What is expected => Look through the records below for the line holding "Pick out the plaid". Write it out exactly, with each following line through the line holding "Pick out the street".

Natural-language object grounding data =>
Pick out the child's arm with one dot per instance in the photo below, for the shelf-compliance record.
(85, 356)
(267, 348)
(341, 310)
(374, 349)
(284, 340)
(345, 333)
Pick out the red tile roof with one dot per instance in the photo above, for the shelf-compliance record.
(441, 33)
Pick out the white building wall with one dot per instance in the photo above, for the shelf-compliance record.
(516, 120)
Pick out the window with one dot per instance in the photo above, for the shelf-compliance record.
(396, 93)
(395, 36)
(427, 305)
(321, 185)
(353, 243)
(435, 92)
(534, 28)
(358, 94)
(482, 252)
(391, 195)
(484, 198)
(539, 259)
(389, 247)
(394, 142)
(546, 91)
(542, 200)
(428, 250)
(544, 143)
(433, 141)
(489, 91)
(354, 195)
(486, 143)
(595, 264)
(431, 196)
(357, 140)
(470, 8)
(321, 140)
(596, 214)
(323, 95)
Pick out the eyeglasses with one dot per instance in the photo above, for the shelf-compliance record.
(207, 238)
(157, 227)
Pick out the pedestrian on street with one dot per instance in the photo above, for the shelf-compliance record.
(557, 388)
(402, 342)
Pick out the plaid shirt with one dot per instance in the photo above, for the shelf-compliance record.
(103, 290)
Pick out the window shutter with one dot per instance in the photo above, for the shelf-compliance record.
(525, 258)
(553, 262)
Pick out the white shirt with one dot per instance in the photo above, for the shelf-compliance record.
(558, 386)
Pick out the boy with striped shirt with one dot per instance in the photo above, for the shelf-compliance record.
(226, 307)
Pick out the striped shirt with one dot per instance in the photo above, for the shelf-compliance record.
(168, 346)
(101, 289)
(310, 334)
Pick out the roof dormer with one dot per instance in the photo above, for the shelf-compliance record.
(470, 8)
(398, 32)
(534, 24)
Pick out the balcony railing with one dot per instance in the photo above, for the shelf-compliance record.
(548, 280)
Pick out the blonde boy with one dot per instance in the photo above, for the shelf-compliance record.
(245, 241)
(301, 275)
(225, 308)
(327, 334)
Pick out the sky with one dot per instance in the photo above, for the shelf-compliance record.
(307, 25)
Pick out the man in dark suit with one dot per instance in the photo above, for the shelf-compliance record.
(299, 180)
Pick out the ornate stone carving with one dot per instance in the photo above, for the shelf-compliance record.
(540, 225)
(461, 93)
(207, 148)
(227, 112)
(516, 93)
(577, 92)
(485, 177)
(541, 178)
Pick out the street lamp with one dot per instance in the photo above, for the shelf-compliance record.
==
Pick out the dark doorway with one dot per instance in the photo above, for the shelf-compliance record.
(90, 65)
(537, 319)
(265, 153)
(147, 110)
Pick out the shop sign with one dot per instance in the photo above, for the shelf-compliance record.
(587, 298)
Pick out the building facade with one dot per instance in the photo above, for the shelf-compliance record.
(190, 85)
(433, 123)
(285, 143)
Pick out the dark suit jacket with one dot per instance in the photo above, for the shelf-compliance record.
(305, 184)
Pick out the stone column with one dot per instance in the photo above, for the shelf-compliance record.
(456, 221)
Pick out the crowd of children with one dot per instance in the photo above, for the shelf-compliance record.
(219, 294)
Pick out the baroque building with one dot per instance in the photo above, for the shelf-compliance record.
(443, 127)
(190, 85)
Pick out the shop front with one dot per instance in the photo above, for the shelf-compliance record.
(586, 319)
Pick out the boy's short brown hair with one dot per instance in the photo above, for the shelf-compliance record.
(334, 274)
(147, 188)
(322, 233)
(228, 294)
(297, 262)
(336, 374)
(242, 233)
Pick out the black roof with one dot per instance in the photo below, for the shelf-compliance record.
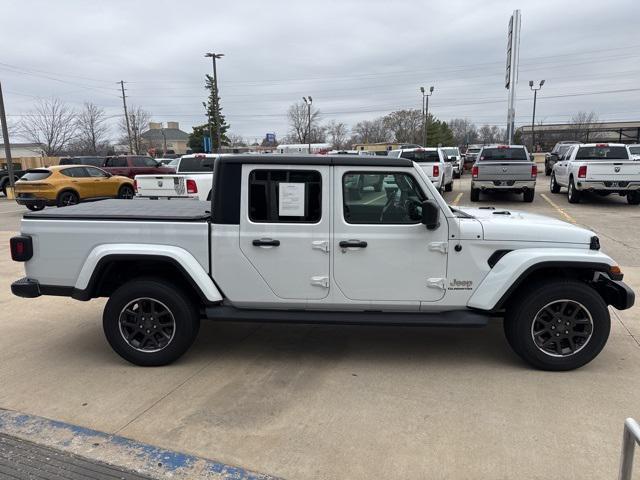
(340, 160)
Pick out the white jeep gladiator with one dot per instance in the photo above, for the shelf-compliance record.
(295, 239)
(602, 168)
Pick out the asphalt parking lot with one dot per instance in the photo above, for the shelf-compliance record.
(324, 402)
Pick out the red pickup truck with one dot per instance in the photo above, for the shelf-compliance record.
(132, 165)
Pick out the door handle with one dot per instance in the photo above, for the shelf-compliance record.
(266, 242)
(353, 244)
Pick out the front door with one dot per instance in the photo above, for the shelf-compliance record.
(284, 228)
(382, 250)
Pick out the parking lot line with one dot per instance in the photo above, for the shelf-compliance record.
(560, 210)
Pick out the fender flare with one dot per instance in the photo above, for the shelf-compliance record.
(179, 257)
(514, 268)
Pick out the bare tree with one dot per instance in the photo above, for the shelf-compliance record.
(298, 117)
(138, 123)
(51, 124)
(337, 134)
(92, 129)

Task response =>
Pick out the plaid shirt with one dot per instance in the photo above, for the shelf-compliance record.
(103, 290)
Pick out the window shutter with one dot per instance in the photo above, for the shelf-compliance record.
(525, 258)
(553, 262)
Pick out the white shirt with one dot per instance in the photo above, for the shelf-compliance record.
(558, 386)
Pick out the boy with striped shirt with one dot per instance in the photo above, for the shelf-compliance record.
(226, 307)
Pick out the striped shirt with one dot per instance in the photo above, for the shelf-compliance record.
(168, 346)
(101, 289)
(310, 334)
Pick out the roof dormer with one dot per instance in the photo above, for the shelf-compliance record.
(470, 8)
(398, 32)
(534, 24)
Pick out the balcony railing with one dot per instance in the photo above, for the shelf-compliance record.
(548, 280)
Pick out the blonde boy with one dot per instance in the photo above, for the shelf-compliance record.
(245, 241)
(301, 275)
(225, 308)
(327, 334)
Pick out the sky with one dot per instance in the photo above, for the shelf-compliance record.
(307, 25)
Pick out the man in dark suit with one dot per instance in the photo above, for the shelf-compliance record.
(299, 180)
Pick out the ornate stone carving with one dot per instance in the photo above, for the shelf-compliance record.
(540, 225)
(461, 93)
(207, 148)
(227, 112)
(516, 93)
(577, 92)
(485, 177)
(541, 178)
Pick out the street lamp with one dot per instance in the photo above, for the shelf-compliance record.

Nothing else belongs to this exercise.